(Extracted data entries)
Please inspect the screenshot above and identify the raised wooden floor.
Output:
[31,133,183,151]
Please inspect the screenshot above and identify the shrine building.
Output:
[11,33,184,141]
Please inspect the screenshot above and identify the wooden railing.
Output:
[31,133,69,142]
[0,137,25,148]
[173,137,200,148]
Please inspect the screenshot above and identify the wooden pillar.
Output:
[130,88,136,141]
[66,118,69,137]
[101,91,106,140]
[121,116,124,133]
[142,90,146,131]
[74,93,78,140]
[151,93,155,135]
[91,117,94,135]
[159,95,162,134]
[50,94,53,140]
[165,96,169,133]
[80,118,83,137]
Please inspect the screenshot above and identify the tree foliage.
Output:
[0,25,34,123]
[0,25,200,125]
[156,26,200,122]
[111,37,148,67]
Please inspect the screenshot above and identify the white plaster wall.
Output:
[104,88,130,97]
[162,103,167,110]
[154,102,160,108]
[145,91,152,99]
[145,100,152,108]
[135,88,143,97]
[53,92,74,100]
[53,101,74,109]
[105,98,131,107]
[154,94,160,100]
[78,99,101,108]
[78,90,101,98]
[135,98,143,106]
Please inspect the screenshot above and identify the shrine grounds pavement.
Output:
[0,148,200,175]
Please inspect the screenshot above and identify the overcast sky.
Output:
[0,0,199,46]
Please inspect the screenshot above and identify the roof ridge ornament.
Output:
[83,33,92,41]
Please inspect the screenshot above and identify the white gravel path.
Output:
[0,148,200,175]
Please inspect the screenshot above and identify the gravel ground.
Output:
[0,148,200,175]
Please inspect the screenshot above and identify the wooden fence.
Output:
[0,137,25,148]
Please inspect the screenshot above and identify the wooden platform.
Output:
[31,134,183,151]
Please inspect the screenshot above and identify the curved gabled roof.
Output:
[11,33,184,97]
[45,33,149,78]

...

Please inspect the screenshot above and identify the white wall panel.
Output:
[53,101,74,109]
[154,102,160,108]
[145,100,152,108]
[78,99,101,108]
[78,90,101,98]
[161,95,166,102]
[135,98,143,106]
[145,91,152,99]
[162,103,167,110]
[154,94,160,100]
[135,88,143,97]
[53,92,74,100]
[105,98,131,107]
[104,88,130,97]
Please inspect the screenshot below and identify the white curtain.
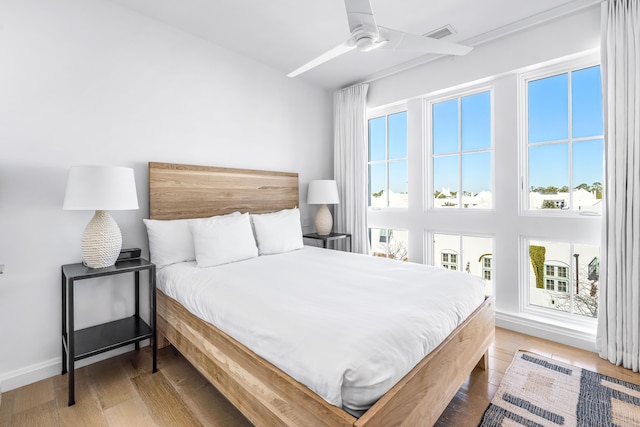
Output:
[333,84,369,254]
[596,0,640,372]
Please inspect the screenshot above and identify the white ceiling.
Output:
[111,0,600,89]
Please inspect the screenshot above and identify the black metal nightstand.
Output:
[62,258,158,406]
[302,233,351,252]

→ WRITTEN INSTRUCTION:
Recast the items as a JSON list of strings, one string per line, starting with the line that contains "Please inspect the screenshot above and identify the roof" and continuing through the line that contains "[31,134,183,151]". Include only those lines.

→ TASK SOLUTION:
[
  "Please inspect the screenshot above and identify the roof ridge ornament.",
  "Output:",
  "[83,33,92,41]",
  "Please inspect the screenshot above and identify the white gravel path.",
  "Output:",
  "[0,148,200,175]",
  "Please inspect the screenshot above and identify the gravel ground.",
  "Output:",
  "[0,148,200,175]",
  "Please inspect the screenshot above and identify the wooden fence.",
  "Output:",
  "[0,137,25,148]",
  "Please inspect the screenshot above and identify the wooden platform.",
  "Output:",
  "[31,134,183,151]"
]